§ WHAT YOU NEED TO DO: Across the entries below, please work out how many lines contain the string "target" and give only the number.

§ EXERCISE DATA:
======

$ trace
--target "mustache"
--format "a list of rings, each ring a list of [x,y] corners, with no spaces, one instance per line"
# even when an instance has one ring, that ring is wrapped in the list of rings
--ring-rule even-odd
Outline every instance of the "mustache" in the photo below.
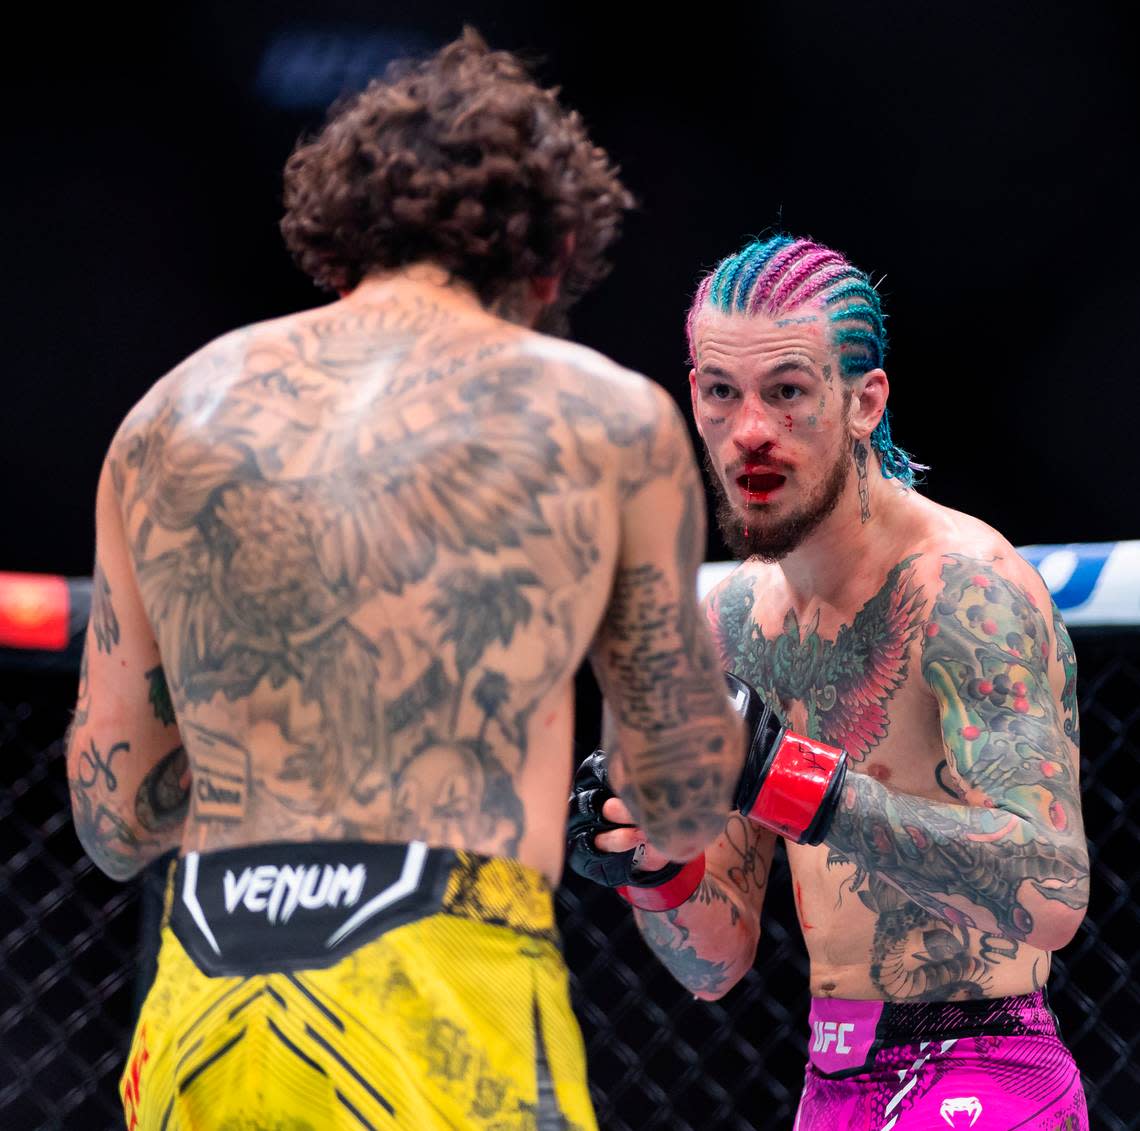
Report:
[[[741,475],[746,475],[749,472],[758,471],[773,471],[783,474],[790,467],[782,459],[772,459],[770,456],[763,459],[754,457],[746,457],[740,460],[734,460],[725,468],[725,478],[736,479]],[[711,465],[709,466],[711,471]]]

======

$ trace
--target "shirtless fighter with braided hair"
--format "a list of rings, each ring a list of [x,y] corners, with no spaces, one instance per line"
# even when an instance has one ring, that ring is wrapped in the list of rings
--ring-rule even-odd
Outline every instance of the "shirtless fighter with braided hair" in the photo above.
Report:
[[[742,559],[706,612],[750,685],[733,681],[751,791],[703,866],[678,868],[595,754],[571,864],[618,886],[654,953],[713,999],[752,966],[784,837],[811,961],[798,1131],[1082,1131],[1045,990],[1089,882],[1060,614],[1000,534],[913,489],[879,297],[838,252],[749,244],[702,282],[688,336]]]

======

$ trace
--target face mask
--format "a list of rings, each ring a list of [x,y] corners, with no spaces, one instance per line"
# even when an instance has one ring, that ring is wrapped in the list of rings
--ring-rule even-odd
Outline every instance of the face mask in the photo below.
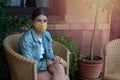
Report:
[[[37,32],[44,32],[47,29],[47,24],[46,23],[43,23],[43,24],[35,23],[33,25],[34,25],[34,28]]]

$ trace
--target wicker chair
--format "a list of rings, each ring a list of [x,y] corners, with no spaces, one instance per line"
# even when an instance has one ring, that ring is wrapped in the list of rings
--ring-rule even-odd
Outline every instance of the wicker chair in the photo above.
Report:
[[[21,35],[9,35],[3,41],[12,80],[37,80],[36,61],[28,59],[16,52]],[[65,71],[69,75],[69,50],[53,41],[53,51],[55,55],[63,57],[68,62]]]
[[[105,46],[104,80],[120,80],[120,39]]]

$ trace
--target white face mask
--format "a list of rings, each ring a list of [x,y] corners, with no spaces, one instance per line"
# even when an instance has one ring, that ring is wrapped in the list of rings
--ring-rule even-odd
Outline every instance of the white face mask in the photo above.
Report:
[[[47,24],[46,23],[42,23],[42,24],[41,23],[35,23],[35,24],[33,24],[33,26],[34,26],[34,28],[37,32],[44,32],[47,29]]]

======

§ SOLUTION BELOW: 5